Task directions = Restate the listing below word for word, and leave its pictures behind.

The data =
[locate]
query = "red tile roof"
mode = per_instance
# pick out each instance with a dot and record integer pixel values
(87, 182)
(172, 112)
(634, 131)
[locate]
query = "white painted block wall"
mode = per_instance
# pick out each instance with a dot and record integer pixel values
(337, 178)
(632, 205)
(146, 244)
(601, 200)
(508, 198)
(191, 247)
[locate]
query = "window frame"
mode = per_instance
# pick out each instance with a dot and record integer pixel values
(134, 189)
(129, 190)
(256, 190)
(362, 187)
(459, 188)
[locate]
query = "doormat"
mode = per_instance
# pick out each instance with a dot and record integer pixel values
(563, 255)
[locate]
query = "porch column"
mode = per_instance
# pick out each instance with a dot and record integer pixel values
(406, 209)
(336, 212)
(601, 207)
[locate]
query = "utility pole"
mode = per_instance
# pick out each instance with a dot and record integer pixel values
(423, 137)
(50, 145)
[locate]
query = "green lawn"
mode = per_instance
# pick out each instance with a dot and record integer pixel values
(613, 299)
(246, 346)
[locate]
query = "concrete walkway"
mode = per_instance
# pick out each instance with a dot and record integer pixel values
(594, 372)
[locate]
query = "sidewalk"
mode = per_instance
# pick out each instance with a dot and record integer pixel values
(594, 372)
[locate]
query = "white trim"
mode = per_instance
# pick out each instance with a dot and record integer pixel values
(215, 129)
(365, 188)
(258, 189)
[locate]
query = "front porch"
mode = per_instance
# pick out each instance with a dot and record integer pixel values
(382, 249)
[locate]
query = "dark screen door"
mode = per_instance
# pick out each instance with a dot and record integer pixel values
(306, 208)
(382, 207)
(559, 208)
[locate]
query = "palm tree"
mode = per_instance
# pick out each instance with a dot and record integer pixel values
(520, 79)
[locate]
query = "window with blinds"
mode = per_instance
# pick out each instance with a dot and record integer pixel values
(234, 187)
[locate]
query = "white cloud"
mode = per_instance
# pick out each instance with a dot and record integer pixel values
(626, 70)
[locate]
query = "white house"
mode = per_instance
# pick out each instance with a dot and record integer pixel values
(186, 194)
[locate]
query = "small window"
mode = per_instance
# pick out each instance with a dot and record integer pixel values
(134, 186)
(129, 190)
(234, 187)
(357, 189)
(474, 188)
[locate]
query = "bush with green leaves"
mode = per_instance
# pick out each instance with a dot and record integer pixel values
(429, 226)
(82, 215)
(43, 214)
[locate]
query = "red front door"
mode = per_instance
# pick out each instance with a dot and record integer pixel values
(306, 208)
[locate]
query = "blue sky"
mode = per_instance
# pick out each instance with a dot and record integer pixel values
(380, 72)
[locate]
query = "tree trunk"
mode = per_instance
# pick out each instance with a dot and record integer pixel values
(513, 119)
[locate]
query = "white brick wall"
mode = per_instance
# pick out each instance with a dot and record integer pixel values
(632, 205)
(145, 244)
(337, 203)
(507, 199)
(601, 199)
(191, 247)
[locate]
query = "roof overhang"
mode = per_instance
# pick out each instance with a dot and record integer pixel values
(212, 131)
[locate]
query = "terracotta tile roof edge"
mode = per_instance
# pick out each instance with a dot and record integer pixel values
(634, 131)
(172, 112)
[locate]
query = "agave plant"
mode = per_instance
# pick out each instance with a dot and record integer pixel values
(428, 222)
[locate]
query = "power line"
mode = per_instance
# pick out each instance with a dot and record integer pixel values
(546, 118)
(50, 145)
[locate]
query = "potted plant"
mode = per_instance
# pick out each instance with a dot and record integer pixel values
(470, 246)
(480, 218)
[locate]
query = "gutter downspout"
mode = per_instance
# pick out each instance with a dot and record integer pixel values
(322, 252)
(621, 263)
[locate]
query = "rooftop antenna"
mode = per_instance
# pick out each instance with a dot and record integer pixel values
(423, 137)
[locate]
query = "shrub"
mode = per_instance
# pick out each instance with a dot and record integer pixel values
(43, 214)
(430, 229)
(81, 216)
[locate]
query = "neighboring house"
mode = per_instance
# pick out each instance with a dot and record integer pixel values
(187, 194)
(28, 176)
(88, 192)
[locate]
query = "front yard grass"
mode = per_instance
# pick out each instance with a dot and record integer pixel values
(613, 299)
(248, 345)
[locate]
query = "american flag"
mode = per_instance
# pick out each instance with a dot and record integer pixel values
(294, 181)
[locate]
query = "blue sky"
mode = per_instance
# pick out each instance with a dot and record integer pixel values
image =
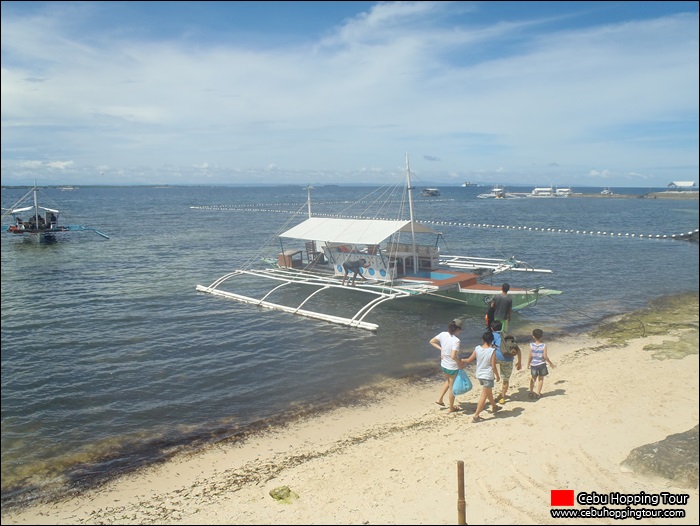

Result for this task =
[locate]
query = "red tile roof"
mode = per_instance
# pick out each instance with a dot and record integer pixel values
(87, 182)
(172, 112)
(634, 131)
[locate]
query = "white painted block wall"
mode = per_instance
# pick out each instance with a dot and record integer pixel values
(337, 178)
(632, 205)
(146, 244)
(601, 200)
(508, 198)
(191, 247)
[locate]
query = "window frame"
mode = per_instance
# pick out each instance with a dot and record integer pixel values
(134, 189)
(129, 190)
(256, 190)
(362, 187)
(459, 188)
[locate]
query = "doormat"
mode = per_instance
# pick out each instance with a dot and record integer pixel values
(563, 255)
[locate]
query = "porch column"
mode = per_instance
# pick out each instance with a dot and record integer pixel values
(406, 209)
(336, 212)
(601, 207)
[locate]
query = "utility pole"
mode = per_instance
# pick out each instance with a dot and record integer pixel values
(423, 137)
(50, 145)
[locate]
query = "green lawn"
mode = per_instance
# pick out each instance with a dot and record integer pixel values
(613, 299)
(246, 346)
[locate]
query = "concrete walkway"
mode = per_instance
# pick out each instance with a dot and record integer pixel values
(594, 372)
[locate]
query = "sidewalk"
mode = per_instance
# pick out each instance with a dot and record integer pixel values
(594, 372)
[locate]
query = "white trim"
mode = per_instance
# pick out each instance with a dot and record integer pixel values
(215, 129)
(365, 188)
(258, 189)
[locate]
query = "front porch"
mode = per_instance
# pick out each instance with a dot and record integer pixel values
(382, 249)
[locate]
query = "dark screen door"
mode = per_instance
# pick out each instance with a dot and record integer pixel values
(306, 208)
(382, 207)
(559, 208)
[locate]
query = "palm tree"
mode = per_instance
# pick out each instance with a dot and record integer pixel values
(520, 79)
[locate]
query = "window with blinds"
mode = per_instance
# pick out each instance with a dot and record integer pixel values
(234, 187)
[locate]
query = "white cloud"
mode = per_instance
# pick out each instance with a dot and record integer pixel values
(626, 70)
[locate]
query = "white house"
mode = per_instance
# pick out each instance with a dot and record integer pixel values
(186, 194)
[locate]
query = "small window"
mode = per_instance
# pick out each instance with a dot and record integer pixel values
(134, 186)
(129, 190)
(234, 187)
(357, 189)
(474, 188)
[locate]
query = "bush with green leaves"
mode = per_instance
# pick out each instance with a dot and record integer pixel values
(429, 226)
(82, 215)
(43, 214)
[locate]
query = "red front door"
mode = per_instance
# pick out each instance with a dot and record integer pixel values
(306, 208)
[locate]
query = "blue sky"
mode = per_instance
# pick out each instance with a dot and record integer pixel values
(380, 72)
[locate]
query = "tree trunk"
mode = per_instance
# pick out each instance with a dot and record integer pixel values
(513, 119)
[locate]
query = "white brick wall"
mode = per_instance
# pick out each instance with a dot and record integer pixel values
(632, 205)
(145, 244)
(337, 203)
(507, 199)
(601, 199)
(191, 247)
[locate]
query = "roof overhang"
mode = per_instance
# pick out each instance with a dot and record integer pixel values
(212, 131)
[locate]
query = "terracotta tile roof edge"
mode = per_instance
# pick out each instance with a dot and record integer pixel values
(634, 131)
(172, 112)
[locate]
query = "agave plant"
mode = per_instance
# pick out each instance with a dot and record integer pixel values
(428, 222)
[locate]
query = "power line"
mode = per_instance
# pick out each instance with a dot and record integer pixel values
(546, 118)
(50, 145)
[locate]
query = "potted plant"
mode = per_instance
# pick out each instance with a dot and record integer pixel values
(470, 246)
(480, 218)
[locate]
query = "gutter downspout"
mode = per_instance
# pick out each instance with a dot and record integer pixel values
(322, 252)
(621, 263)
[locate]
query = "rooftop antenna"
mode = per_instance
# pick out each instance with a dot and record integer pixel values
(423, 137)
[locate]
query = "shrub"
mode = per_instance
# pick out each instance with a dot and record integer pixel values
(43, 214)
(430, 229)
(81, 216)
[locate]
query = "neighboring house"
mode = per_instance
# pick out each instance with a dot and record integer pixel values
(187, 194)
(28, 176)
(88, 192)
[locate]
query = "front yard grass"
mode = per_instance
# pick out each instance with a dot and record integer pixel values
(613, 299)
(248, 345)
[locate]
query = "american flag"
mode = per_instance
# pick out each instance with a dot and record integer pixel values
(294, 181)
[locate]
query = "blue sky"
mode = per_instance
# pick out each instance with a dot and record integer pixel values
image =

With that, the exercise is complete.